What the exercise asks:
All records should be reproduced verbatim.

## begin

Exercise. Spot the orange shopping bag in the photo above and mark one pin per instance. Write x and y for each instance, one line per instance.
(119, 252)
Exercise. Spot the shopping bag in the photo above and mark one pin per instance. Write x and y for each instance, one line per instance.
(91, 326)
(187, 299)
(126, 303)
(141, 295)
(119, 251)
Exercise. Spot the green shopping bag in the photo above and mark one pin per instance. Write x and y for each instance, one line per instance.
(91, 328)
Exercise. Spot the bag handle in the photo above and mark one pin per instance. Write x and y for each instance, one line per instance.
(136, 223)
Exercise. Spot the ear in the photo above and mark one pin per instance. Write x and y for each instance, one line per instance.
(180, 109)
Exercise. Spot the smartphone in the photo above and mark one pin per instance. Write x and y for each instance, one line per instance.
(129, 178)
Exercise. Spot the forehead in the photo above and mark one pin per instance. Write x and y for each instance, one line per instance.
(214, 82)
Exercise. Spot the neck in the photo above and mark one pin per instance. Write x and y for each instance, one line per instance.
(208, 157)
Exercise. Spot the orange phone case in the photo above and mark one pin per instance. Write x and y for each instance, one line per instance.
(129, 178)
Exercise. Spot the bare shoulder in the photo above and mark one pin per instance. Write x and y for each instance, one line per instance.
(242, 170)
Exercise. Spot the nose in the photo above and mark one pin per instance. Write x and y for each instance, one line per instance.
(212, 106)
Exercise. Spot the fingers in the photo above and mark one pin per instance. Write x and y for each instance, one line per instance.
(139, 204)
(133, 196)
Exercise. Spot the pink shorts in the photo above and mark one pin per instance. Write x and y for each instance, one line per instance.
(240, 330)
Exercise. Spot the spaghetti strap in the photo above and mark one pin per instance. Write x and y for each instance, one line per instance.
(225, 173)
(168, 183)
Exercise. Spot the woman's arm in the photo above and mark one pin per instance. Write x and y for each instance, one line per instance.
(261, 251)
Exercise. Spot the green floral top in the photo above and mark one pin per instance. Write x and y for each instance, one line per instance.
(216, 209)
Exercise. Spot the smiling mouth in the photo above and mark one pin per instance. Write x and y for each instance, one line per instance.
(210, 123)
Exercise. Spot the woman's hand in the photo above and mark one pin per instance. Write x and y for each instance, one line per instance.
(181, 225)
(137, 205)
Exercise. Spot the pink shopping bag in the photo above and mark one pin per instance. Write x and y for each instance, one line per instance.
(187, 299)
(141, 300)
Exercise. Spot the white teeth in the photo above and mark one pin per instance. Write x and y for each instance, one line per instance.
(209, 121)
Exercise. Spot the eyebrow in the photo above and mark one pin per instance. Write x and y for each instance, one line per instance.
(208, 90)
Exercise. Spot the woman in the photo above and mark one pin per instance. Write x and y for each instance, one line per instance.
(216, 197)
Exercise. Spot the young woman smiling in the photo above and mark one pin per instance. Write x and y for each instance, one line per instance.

## end

Final answer:
Exercise. Spot the orange shopping bag in the photo above and mark one pin per instance. Write x and y for each instance, one line per instance.
(119, 252)
Exercise. Spot the shopping bag in the photo above and mark one pin per instance. Write x and y for each instance, one line per instance.
(91, 326)
(187, 299)
(126, 303)
(141, 295)
(119, 251)
Exercise. Spot the green shopping bag in the photo above and mark one pin per instance. Write x and y for each instance, one line per instance.
(91, 328)
Exercise. Spot the bag handle in the photo above and mark one pin per instance. Write x and y for each instance, one line per instance.
(136, 223)
Exercise. Spot the ear in the photo above and mark one pin per instance. Write x and y for each instance, one line per instance.
(180, 109)
Exercise. Spot the smartphone in the photo above and mark one pin per instance. Write x and y for each instance, one line per instance.
(129, 178)
Exercise. Spot the forehead in the photo above and mark one pin per instance. Write x and y for each instance, one line per instance.
(214, 82)
Exercise. Spot the neck in the photo above and mark one pin per instance. Write x and y for each instance, one line per instance.
(208, 157)
Exercise. Spot the orange phone case in the photo above and mark one pin per instance. Write x and y for each instance, one line per instance.
(129, 178)
Exercise. Spot the bare shoulder in the photo above and mark one pin per instance. Write x and y for each instance, one line per instance.
(242, 170)
Exercise. Spot the nose in the photo above and mark one pin per instance. Write x and y for each instance, one line per instance.
(212, 106)
Exercise. Spot the fingers in the photo above and mark one pin per instance. Write x and y for each instance, one line per instance.
(139, 204)
(133, 196)
Exercise. Spot the pink shorts in the photo above and mark one pin per instance. Write x and y for each instance, one line per instance.
(240, 330)
Exercise. Spot the spaghetti strap in the photo above and mark one pin per instance. Write x and y for each instance, one line per instance.
(225, 173)
(168, 183)
Exercise. Spot the woman's arm in the photo above and mark one pin per instance. Write x and y for each instance, one line per instance.
(261, 251)
Exercise. Spot the green floral top in the photo above and mark one pin per instance. Write x and y for each instance, one line per instance.
(216, 209)
Exercise. Spot the smiling mouth in the photo above and mark one pin per instance. Write x and y for each instance, one line per instance.
(210, 123)
Exercise. Spot the woman's hand in the photo above and mark one pin per instance. Write x and y for each instance, one line per instance.
(181, 225)
(137, 205)
Exercise. Spot the pink shopping bag in the photo above and mark one pin per instance. Write x and y for each instance, one line per instance.
(187, 299)
(141, 300)
Exercise. Spot the white teeth in the photo above and mark one pin per instance. Write x and y for each instance, one line per instance.
(209, 121)
Exercise. Spot the eyebrow in the photo above and mark one pin per instance. Write x and y for each instance, one line per instance.
(208, 90)
Exercise. Spot the woman in the photo above and mark one pin per instance. Write x and y for each instance, one line per instance.
(216, 197)
Exercise. Spot the young woman smiling in the photo above and mark one pin per instance. Write x and y for each instance, one line per instance.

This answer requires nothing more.